**Passage to read**
Then someone told me about this thing... It looked like everything I want in one beautifully presented package at a nice price. But I couldn't find any reviews for it anywhere! I am guessing because it is a new product... although I don't know how new...
So, ya, anyways... I'm nearly convinced after reading these testimonials to pick one up myself. Do you think the sound would compare well with a Nad c325bee / c352 paired with a Paradisea+?
You might consider bypassing your pre altogether. I am very impressed with this decco as a pre-amp. I'm currently using it as a computer to usb dac/pre feeding my Audioprism Debut 2 tube amp. It also has toslink AND coax digital inputs as well as two auxiliary inputs. Its been burning in for 14 days now, and it sounds really good. I can't believe its digital. It really sounds like vinyl to me. I'm almost afraid to hook up the amp section. I fear that it might be good enough to render my Audioprism (I love this amp!) unnecessary. LOL.
I didn't realize this before I bought it, but it has a built in usb to I2S converter that is getting great write ups right now.
All of this for $800!
You really can't go wrong with this piece. They are going to sell A LOT of these.
One thing you'll learn about the Chip amps. They always sound better when you leave them on or after extended time on.
Damn it Ken..your going to force me to buy one of these things! LOL
wow... sounds amazing.
Well, I'm sold. Now I just need to sell some stuff to conjure up the funds to buy one.
I don't have a pre-amp or amp or DAC right now... just my new Paradigm Atoms... which I am pretty positive the built in amp is going to be quite sufficient for these little, efficient bookshelfs. So, having a need for all of the things that the Decco offers, looking for high quality, and also on an artist's budget... this looks incredible. Plus I have the option of a subwoofer in the future! Ya!
Hey Ken... you try the amp section yet?
Hey... me again.
Does anybody have any experience with the amp/pre-amp of the decco as well as an amp such as a NAD c325bee or a Rotel 1062?
I would like to know how they compare.
The thing is... I could buy a paradisea+ and a NAD c325bee or c352bee for just about the same price as the audio decco... so it's a tough choice.
Well, guys. I just finished hooking up the amp section. I'm going Macbook (itunes Lossless) to USB to Decco (with PS Audio power chord) to bi wired Speltz anti-cables to my Chario Academy 2's (86 db). (Look ma, no interconnects!)

**Given information**

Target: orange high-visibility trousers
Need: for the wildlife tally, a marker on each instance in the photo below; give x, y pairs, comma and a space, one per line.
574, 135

**Required task**
Translate this sentence from the audio forum thread into Spanish: "It also has toslink AND coax digital inputs as well as two auxiliary inputs."

**The completed task**
También tiene entradas digitales toslink Y coaxiales, además de dos entradas auxiliares.